◆ PROVIDED ENTRIES
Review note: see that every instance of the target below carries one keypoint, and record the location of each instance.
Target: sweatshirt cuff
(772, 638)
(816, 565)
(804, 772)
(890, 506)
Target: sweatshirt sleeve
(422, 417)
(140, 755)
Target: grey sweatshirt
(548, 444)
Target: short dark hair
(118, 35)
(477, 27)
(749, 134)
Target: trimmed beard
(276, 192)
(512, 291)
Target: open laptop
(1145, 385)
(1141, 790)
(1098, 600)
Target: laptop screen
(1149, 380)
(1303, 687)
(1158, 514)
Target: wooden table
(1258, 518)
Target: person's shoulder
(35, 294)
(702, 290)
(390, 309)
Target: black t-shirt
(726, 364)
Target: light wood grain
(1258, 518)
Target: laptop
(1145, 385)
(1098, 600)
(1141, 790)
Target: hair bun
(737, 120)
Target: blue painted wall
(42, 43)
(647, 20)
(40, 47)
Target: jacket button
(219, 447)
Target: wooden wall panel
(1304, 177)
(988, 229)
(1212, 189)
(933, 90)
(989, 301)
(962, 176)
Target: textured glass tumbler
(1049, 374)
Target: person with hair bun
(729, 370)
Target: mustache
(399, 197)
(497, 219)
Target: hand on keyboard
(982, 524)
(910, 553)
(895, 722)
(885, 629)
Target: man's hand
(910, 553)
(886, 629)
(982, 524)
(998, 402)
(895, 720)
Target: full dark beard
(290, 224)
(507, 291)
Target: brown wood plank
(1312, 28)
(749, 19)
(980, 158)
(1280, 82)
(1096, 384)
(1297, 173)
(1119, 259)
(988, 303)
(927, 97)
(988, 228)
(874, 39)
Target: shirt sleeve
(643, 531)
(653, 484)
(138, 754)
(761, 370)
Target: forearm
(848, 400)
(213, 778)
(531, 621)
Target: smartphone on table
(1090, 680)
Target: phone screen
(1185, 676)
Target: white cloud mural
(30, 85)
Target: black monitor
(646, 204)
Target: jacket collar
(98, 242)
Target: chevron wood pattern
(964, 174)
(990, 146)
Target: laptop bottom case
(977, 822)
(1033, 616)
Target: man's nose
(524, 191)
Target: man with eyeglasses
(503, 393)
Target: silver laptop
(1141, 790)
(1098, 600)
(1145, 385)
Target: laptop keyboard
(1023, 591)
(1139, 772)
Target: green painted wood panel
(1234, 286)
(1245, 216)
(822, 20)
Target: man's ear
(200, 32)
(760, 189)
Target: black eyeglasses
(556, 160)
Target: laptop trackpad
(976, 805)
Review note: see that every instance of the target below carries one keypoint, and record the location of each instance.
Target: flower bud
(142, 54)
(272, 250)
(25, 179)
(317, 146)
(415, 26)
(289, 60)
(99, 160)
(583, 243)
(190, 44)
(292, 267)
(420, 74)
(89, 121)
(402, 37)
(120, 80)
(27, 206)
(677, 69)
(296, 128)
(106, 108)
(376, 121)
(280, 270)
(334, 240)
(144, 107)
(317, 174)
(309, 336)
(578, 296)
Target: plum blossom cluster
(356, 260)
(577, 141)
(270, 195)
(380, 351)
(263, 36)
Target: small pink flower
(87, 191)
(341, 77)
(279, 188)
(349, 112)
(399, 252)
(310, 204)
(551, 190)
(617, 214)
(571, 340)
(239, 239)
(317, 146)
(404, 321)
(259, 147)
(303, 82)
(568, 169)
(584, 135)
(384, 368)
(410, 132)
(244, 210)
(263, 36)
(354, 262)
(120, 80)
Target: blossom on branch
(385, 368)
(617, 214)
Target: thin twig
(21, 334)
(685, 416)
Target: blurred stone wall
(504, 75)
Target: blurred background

◆ THE TASK
Exactly as written above, copy every line.

◆ TASK ANSWER
Review note: see that every instance of the target below carries one keypoint, and record the location of each instance.
Target: sweatshirt cuff
(772, 638)
(816, 565)
(804, 772)
(890, 506)
Target: sweatshirt sleeve
(422, 417)
(140, 755)
Target: grey sweatshirt
(548, 444)
Target: short dark hair
(118, 35)
(477, 27)
(749, 134)
Target: trimmed beard
(276, 192)
(512, 291)
Target: open laptop
(1145, 385)
(1141, 790)
(1098, 600)
Target: laptop screen
(1149, 380)
(1303, 687)
(1158, 514)
Target: wooden table
(1258, 518)
Target: person's shoulder
(35, 294)
(702, 290)
(390, 309)
Target: black t-shirt
(726, 364)
Target: light wood grain
(1258, 518)
Target: laptop
(1145, 385)
(1098, 600)
(1141, 790)
Target: hair bun
(737, 120)
Target: blue painted wall
(42, 43)
(647, 20)
(40, 47)
Target: jacket button
(219, 447)
Target: wooden wall panel
(1304, 177)
(988, 229)
(1212, 189)
(933, 90)
(989, 301)
(962, 176)
Target: textured glass tumbler
(1049, 374)
Target: person with hair bun
(729, 370)
Target: mustache
(399, 197)
(497, 219)
Target: hand on keyboard
(982, 524)
(910, 553)
(895, 722)
(885, 629)
Target: man's hand
(910, 553)
(886, 629)
(982, 524)
(998, 402)
(895, 720)
Target: full dark beard
(290, 224)
(507, 291)
Target: brown wood plank
(1312, 28)
(749, 19)
(980, 158)
(1280, 82)
(1096, 384)
(1297, 173)
(1119, 259)
(988, 303)
(927, 97)
(988, 228)
(874, 39)
Target: shirt sleeve
(643, 531)
(653, 484)
(138, 754)
(761, 370)
Target: forearm
(848, 400)
(213, 778)
(531, 621)
Target: smartphone on table
(1090, 680)
Target: phone screen
(1185, 676)
Target: white cloud mural
(30, 85)
Target: black monitor
(646, 204)
Target: jacket collar
(98, 242)
Target: chevron wood pattern
(964, 174)
(990, 146)
Target: laptop bottom case
(977, 822)
(1033, 616)
Target: man's nose
(524, 191)
Target: man with eyeglasses
(503, 393)
Target: silver laptop
(1141, 790)
(1098, 600)
(1145, 385)
Target: laptop keyboard
(1023, 591)
(1139, 772)
Target: green painted wood panel
(1234, 286)
(1245, 216)
(822, 20)
Target: man's ear
(200, 32)
(760, 189)
Target: black eyeglasses
(556, 160)
Target: laptop trackpad
(976, 805)
Review note: see that every instance of the target below carries one keypoint, and record the location of each instance.
Target: flower bud
(142, 54)
(272, 250)
(25, 179)
(317, 146)
(415, 26)
(289, 60)
(99, 160)
(583, 243)
(190, 44)
(292, 267)
(420, 74)
(89, 121)
(402, 37)
(120, 80)
(27, 206)
(677, 69)
(296, 128)
(106, 108)
(376, 121)
(280, 270)
(334, 240)
(144, 107)
(317, 174)
(309, 336)
(578, 296)
Target: plum blossom cluster
(356, 260)
(577, 141)
(270, 195)
(380, 351)
(263, 36)
Target: small pink flower
(87, 191)
(341, 77)
(279, 188)
(349, 112)
(399, 252)
(310, 204)
(551, 190)
(617, 214)
(571, 340)
(239, 239)
(317, 146)
(404, 321)
(259, 147)
(303, 82)
(568, 169)
(584, 135)
(384, 368)
(410, 132)
(244, 210)
(263, 36)
(354, 262)
(120, 80)
Target: blossom on branch
(385, 368)
(617, 214)
Target: thin twig
(21, 334)
(685, 416)
Target: blurred stone wall
(504, 75)
Target: blurred background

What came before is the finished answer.